### [Task instructions]
Exclude the pictures and retype the entries as written.
[[ Extracted data, beginning ]]
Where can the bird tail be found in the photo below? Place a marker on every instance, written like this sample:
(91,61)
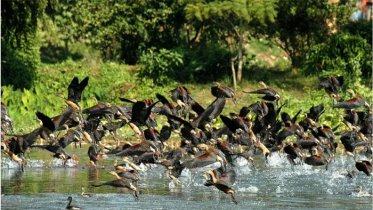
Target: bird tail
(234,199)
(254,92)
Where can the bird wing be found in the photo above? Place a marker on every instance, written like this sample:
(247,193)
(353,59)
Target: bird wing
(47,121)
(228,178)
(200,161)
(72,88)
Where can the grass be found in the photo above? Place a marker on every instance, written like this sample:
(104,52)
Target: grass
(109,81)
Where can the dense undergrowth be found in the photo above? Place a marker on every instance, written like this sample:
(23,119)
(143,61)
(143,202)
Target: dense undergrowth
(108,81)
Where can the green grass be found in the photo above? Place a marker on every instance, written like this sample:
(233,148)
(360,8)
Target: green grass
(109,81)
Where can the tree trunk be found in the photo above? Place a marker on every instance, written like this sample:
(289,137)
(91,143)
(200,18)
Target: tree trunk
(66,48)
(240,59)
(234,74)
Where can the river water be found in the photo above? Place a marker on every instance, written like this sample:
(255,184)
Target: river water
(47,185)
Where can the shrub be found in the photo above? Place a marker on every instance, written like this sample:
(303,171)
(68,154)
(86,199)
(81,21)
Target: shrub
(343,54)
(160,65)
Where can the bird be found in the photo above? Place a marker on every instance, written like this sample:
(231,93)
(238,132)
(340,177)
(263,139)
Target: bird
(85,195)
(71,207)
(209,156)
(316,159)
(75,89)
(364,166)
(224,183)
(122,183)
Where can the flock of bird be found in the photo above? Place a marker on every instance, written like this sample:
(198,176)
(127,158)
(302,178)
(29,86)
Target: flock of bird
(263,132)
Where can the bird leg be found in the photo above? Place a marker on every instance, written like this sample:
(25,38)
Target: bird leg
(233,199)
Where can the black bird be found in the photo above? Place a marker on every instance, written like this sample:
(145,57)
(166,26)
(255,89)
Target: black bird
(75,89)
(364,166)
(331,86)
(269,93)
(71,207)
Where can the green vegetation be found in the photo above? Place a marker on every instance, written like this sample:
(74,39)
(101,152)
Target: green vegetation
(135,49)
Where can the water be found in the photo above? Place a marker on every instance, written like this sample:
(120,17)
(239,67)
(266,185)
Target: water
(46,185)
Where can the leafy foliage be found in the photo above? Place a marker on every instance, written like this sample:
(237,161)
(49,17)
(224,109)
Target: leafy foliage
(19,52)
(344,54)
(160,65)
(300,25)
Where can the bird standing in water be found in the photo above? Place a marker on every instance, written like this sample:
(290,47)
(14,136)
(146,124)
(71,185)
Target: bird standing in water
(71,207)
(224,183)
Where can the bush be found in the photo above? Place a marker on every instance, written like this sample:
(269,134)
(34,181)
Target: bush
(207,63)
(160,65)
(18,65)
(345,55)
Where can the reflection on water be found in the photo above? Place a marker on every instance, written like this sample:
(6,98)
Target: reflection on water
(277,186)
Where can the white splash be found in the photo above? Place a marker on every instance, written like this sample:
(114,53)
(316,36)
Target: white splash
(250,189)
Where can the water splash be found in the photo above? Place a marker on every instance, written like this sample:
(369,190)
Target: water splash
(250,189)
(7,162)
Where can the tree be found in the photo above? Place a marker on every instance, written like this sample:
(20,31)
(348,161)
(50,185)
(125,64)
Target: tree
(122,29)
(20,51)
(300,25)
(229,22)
[[ Extracted data, end ]]
### [Expected output]
Where can the bird tail be found in the photo below? Place a marker on every instance, written like this sample:
(91,61)
Target: bird tail
(234,199)
(254,92)
Where can the bird wing be found in the photo above? Place a marker on every instance, written like this sample:
(247,193)
(353,59)
Target: bird wing
(47,121)
(228,178)
(200,161)
(72,88)
Where can the grass be found in the photo above? Place a marker on every instance, written like this sample:
(104,52)
Target: grass
(109,81)
Where can the dense undergrowth be found in the photo above? Place a marker on every instance, written like this sample:
(23,119)
(143,61)
(143,202)
Target: dense undergrowth
(108,81)
Where can the green grass be found in the photo above? Place a marker on every instance, written like this sample:
(233,148)
(360,8)
Target: green grass
(109,81)
Where can the tree trunk be found in the photo above? Place a marker on every instance, written like this sample:
(289,137)
(91,143)
(200,18)
Target: tree trunk
(66,48)
(240,59)
(234,74)
Where can the river water be found in the photo above? Place a marker on every instance, written like this sample:
(255,184)
Target: river water
(47,185)
Where can the shrub be found in the photo above? Place a marker on every instance, written like this sample:
(303,171)
(68,154)
(86,199)
(81,21)
Target: shrub
(343,54)
(160,65)
Where can the bird be found in the photo above? Place a marker on every instance, written like this sample:
(231,93)
(238,132)
(340,177)
(263,139)
Target: bird
(85,195)
(71,207)
(209,156)
(316,159)
(75,89)
(364,166)
(224,183)
(122,183)
Where can the flock of bird be found in the photo above? Place a marker on every instance, written like this sample:
(198,176)
(127,158)
(302,178)
(29,86)
Target: flock of bird
(263,132)
Where can the bird leg be found in the photo above? Place a marker on every instance, written like this sample:
(25,38)
Target: bird leg
(233,199)
Where can the black bird be found in the photo above? Place a marker on every instance, written like this sample:
(145,57)
(166,26)
(255,89)
Target: black bird
(75,89)
(364,166)
(331,86)
(269,93)
(71,207)
Where can the green vegetation be found in the photo above? Place a marker on every instance, written like this sample:
(74,39)
(101,152)
Target: green vegetation
(135,49)
Where can the water be found in the photo above? Place a marker on every instance, written like this sample:
(120,17)
(239,67)
(266,185)
Target: water
(46,185)
Where can the leafy foliage be found in the photo above? Place a marker on every instance, written like this sample:
(237,161)
(49,17)
(224,109)
Target: leafy foliage
(19,52)
(344,54)
(160,65)
(300,25)
Where can the bird standing in water be found in the photo above? Place a marker on every instance, written like this sample:
(290,47)
(14,136)
(146,124)
(71,185)
Target: bird standing in water
(71,207)
(224,183)
Where can the bush be found in the photo above? Place a marker on every instance, written like this sample:
(269,134)
(34,181)
Target: bush
(207,63)
(160,65)
(18,65)
(345,55)
Where can the reflection on water be found in the photo above? Place a marker on every instance, written like this sample:
(6,98)
Target: reflection on water
(277,186)
Where can the white splash be found in the photo above? Place a marker on every instance, written like this sample:
(114,53)
(316,36)
Target: white splash
(250,189)
Where can the water splash be found in the photo above? Place a marker on every instance, written like this sample:
(369,190)
Target: water splash
(250,189)
(7,162)
Where can the tree be found in the photo above? Place a marker on every instance, written like this sample:
(20,31)
(348,161)
(50,185)
(125,64)
Target: tree
(122,29)
(20,51)
(300,25)
(229,22)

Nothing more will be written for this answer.